_SUPPLIED RECORDS:_
Segment Open

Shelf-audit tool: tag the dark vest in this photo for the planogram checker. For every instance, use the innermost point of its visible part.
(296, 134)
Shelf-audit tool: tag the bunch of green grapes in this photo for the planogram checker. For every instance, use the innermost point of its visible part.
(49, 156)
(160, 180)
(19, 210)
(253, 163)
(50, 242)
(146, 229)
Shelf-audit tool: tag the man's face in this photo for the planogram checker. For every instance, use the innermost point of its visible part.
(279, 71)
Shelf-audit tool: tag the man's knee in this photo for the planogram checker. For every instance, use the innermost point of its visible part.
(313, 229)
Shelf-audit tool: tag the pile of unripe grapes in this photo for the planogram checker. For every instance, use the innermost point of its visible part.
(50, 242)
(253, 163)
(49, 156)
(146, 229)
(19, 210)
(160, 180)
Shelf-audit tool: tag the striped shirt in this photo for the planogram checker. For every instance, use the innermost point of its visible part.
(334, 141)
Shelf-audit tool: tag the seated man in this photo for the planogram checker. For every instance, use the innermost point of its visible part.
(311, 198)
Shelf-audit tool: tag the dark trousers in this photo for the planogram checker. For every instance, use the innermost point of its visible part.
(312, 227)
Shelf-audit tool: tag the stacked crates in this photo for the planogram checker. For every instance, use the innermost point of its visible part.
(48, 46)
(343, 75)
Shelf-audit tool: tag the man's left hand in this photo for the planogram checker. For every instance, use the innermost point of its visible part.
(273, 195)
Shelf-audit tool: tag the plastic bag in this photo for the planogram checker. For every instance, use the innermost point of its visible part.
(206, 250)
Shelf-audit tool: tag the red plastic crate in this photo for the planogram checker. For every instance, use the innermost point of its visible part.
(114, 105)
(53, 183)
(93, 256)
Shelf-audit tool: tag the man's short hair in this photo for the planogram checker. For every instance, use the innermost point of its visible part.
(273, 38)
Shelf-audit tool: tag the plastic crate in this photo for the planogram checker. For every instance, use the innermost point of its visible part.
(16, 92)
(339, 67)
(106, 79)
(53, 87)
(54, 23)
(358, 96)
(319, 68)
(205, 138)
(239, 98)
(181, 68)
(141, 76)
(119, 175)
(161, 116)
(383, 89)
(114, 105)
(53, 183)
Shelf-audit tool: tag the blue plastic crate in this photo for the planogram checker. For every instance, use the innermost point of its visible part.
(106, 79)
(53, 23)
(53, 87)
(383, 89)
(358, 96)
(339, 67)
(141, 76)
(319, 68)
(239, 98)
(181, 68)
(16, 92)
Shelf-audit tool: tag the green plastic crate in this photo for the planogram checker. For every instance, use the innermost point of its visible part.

Segment Closed

_PROBLEM TO WORK ON:_ The whole of the material above should be given again exactly.

_EXERCISE ANSWER:_
Shelf-audit tool: tag the dark vest in this photo for the planogram checker. For every instance, use the innermost point of its visible part.
(296, 134)
Shelf-audit tool: tag the bunch of green grapes in this photo for the planogram checker. For every instance, use the innermost point of its visible part.
(49, 156)
(160, 180)
(19, 210)
(253, 163)
(50, 242)
(146, 229)
Shelf-audit tool: tag the man's face in this photo for the planogram checker. For every instance, use the innermost point of its visible part.
(279, 71)
Shelf-audit tool: tag the man's knee in this photo for the planogram checker. For every instance, use the innermost point of its visible part.
(313, 229)
Shelf-audit tool: tag the pile of unripe grapes in this photo for the planogram checker. For every instance, use the innermost point of its visible part.
(50, 242)
(253, 163)
(49, 156)
(146, 229)
(19, 210)
(160, 180)
Shelf-audit tool: tag the striped shirt in this photo for the planogram checker. For every instance, use the innermost point of its visible part.
(334, 141)
Shelf-audit tool: tag the seated man in this photo for the planogram checker. For every instance, use the innermost point of its visible part.
(311, 198)
Shelf-audit tool: tag the dark trousers in this photo for the planogram checker. For every instance, use the innermost point of its visible part.
(312, 227)
Shelf-audit tool: tag the stacked crates in this photo for the planogram checker. For every instance, use the innermost point of its visible part.
(48, 46)
(343, 75)
Shelf-audit tool: tag the man's left hand in this photo for the planogram checker. For every instance, use the innermost point of its visible part.
(273, 195)
Shelf-audit tool: tag the plastic bag in this photo for the planogram checker. For every instance, use the innermost point of its visible part.
(206, 250)
Shelf-audit tool: tag the red plastic crate in this photo for the planogram checker. For every instance, use the innermost point of its visible part.
(114, 105)
(53, 183)
(93, 256)
Shelf-audit tool: tag the man's short hair in this photo for the planogram checker. For every instance, use the innermost point of its visible part.
(273, 38)
Shelf-audit tool: tag the plastic crate in this photo for the planogram checker. For every instance, use the innermost point of its visible part.
(16, 92)
(339, 67)
(106, 79)
(53, 87)
(54, 23)
(358, 96)
(319, 68)
(205, 138)
(239, 98)
(181, 68)
(141, 76)
(119, 175)
(161, 116)
(383, 89)
(114, 105)
(53, 183)
Shelf-audit tool: tag the blue plastic crate in this photo for the planogram checker. For every instance, use the innermost point of its visible part.
(106, 79)
(53, 23)
(53, 87)
(383, 89)
(358, 96)
(339, 67)
(141, 76)
(319, 68)
(239, 98)
(181, 68)
(16, 92)
Shelf-audit tool: tag the green plastic crate in this photo for the planogram checker. For every instance, use the innermost point of its visible part.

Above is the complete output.